What is needed
From the records beneath, determine how many lines contain "dark" and report only that figure.

Point localization data:
------------
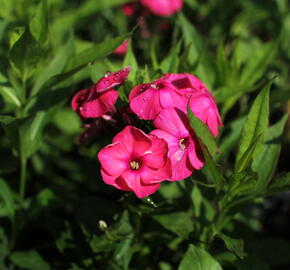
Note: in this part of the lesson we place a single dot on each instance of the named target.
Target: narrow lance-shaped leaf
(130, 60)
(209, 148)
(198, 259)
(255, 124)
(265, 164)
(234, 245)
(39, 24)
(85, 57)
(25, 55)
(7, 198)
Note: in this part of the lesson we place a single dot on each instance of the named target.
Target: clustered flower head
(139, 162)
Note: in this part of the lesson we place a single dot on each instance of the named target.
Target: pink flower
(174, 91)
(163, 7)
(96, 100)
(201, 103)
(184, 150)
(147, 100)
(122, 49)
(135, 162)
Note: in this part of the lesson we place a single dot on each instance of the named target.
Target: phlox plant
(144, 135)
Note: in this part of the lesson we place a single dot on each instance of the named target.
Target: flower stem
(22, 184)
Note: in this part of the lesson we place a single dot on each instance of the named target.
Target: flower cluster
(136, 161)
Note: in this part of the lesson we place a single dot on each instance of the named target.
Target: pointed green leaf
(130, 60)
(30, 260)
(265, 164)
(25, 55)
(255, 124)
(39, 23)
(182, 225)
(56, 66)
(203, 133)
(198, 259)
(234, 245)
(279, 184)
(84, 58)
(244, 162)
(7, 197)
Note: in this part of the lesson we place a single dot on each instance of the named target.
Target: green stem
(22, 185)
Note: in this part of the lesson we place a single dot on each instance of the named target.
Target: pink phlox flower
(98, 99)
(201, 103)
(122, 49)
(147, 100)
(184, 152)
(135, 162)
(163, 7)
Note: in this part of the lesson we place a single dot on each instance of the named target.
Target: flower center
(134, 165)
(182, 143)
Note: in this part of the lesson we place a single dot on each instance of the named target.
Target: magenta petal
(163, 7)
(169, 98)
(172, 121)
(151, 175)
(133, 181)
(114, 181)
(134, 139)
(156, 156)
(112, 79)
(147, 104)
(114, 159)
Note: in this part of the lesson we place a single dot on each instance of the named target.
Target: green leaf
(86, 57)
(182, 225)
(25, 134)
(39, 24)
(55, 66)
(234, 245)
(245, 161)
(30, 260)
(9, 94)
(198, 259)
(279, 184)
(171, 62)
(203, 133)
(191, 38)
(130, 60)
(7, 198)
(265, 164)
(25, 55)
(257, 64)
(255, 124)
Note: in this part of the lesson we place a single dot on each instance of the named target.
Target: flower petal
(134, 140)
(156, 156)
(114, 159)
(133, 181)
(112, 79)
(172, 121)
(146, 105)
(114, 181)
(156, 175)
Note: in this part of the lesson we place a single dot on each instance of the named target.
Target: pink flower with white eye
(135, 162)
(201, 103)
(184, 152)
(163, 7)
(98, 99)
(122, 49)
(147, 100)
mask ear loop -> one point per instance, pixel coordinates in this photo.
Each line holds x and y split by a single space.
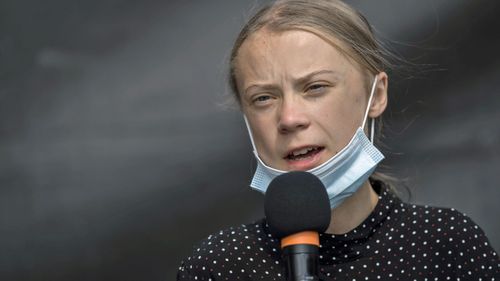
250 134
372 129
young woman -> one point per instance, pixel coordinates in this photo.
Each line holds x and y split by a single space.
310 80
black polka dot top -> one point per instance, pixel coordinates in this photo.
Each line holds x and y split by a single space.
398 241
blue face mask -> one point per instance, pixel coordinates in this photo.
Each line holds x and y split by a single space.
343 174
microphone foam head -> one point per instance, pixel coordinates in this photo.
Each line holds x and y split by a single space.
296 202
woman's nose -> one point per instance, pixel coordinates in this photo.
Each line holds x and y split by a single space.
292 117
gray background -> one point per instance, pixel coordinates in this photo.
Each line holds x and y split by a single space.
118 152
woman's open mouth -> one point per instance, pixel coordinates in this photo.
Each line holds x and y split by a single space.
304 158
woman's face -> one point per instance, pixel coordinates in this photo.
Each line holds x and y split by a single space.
------------
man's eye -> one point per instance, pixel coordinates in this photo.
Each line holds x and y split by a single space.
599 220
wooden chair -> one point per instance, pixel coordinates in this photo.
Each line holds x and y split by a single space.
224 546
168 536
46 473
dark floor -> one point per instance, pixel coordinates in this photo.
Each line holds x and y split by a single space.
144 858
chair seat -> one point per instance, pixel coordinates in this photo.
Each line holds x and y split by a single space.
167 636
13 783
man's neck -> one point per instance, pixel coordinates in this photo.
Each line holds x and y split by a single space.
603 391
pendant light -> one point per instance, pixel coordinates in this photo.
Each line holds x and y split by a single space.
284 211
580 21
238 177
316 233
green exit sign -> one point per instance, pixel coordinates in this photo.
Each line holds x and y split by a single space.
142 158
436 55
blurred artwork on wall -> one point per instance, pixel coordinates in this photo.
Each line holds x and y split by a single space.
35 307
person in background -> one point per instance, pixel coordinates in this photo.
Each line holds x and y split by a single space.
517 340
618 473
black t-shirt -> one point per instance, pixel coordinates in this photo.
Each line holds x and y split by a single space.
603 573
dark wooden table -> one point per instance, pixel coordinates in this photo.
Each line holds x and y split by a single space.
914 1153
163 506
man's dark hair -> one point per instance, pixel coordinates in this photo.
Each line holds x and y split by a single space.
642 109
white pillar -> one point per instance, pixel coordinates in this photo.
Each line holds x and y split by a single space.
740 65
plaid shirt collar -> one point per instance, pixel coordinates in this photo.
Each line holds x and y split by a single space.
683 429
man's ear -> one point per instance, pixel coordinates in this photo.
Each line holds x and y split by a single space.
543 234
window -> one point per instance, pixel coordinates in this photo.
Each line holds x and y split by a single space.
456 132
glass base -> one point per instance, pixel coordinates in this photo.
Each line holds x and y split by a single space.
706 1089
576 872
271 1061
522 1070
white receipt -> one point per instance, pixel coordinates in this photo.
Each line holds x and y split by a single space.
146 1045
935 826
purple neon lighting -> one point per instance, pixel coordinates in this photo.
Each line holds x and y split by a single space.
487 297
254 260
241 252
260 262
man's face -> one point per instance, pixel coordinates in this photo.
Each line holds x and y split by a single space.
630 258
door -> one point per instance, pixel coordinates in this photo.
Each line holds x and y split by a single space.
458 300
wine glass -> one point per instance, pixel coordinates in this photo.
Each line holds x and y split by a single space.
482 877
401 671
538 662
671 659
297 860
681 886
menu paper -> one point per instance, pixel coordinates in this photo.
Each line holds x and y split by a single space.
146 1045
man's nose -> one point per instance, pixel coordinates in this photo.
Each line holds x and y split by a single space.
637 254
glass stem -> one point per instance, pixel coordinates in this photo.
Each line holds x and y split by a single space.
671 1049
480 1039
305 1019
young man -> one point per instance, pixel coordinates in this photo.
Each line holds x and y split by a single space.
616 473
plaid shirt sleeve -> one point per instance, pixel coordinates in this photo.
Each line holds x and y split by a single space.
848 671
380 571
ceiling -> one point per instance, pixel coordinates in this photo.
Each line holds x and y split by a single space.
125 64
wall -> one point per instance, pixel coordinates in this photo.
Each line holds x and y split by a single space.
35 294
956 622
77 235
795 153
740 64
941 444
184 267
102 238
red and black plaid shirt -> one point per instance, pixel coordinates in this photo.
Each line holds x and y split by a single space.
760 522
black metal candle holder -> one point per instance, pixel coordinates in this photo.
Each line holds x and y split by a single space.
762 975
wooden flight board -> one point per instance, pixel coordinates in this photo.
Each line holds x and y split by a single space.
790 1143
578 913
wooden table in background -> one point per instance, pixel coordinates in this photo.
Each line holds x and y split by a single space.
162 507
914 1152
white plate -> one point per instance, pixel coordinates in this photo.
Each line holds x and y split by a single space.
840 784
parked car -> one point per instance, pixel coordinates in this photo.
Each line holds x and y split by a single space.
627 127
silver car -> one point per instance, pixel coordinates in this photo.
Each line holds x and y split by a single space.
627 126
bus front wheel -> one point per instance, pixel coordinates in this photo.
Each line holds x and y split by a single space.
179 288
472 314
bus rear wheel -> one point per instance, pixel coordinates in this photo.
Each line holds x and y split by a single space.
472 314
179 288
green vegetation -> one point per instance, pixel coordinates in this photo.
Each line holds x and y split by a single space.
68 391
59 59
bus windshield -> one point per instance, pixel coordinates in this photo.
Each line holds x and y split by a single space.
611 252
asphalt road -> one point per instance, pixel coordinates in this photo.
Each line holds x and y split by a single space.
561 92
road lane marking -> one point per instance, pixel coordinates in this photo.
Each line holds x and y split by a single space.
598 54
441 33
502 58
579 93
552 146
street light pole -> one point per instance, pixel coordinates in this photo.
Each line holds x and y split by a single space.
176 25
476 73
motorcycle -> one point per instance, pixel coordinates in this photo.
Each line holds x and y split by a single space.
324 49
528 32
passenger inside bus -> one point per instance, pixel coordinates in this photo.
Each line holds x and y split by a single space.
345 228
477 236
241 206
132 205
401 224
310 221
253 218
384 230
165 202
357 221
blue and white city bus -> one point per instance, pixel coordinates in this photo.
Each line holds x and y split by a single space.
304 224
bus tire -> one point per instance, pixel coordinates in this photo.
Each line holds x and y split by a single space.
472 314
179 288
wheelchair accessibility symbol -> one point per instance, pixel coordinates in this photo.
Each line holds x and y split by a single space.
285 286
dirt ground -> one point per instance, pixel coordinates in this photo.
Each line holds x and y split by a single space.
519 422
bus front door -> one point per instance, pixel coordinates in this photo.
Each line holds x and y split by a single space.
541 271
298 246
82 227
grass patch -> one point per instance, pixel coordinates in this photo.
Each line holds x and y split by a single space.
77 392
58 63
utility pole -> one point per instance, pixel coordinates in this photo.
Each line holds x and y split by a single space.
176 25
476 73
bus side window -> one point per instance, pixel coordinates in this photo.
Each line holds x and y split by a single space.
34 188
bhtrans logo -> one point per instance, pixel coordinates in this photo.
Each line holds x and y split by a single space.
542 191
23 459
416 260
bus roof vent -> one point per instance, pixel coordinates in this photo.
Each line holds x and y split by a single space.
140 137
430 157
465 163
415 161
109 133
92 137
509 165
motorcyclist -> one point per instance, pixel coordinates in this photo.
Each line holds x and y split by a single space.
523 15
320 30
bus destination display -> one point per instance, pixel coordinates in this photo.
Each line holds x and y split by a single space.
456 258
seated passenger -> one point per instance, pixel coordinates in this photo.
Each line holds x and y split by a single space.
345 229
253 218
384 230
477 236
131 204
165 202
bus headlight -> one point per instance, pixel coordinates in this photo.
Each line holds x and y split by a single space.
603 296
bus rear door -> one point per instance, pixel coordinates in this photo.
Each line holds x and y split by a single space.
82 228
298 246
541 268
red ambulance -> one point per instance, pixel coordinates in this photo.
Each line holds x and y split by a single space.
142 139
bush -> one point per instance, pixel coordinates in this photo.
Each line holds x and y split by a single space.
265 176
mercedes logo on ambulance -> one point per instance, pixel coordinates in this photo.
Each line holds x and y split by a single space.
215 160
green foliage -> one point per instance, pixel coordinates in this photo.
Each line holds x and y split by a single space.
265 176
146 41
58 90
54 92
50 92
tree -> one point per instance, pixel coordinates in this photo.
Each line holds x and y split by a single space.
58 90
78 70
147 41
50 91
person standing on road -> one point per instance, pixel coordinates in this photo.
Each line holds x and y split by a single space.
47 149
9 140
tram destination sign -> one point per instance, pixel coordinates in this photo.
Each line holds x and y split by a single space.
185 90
------------
Solution to this problem
3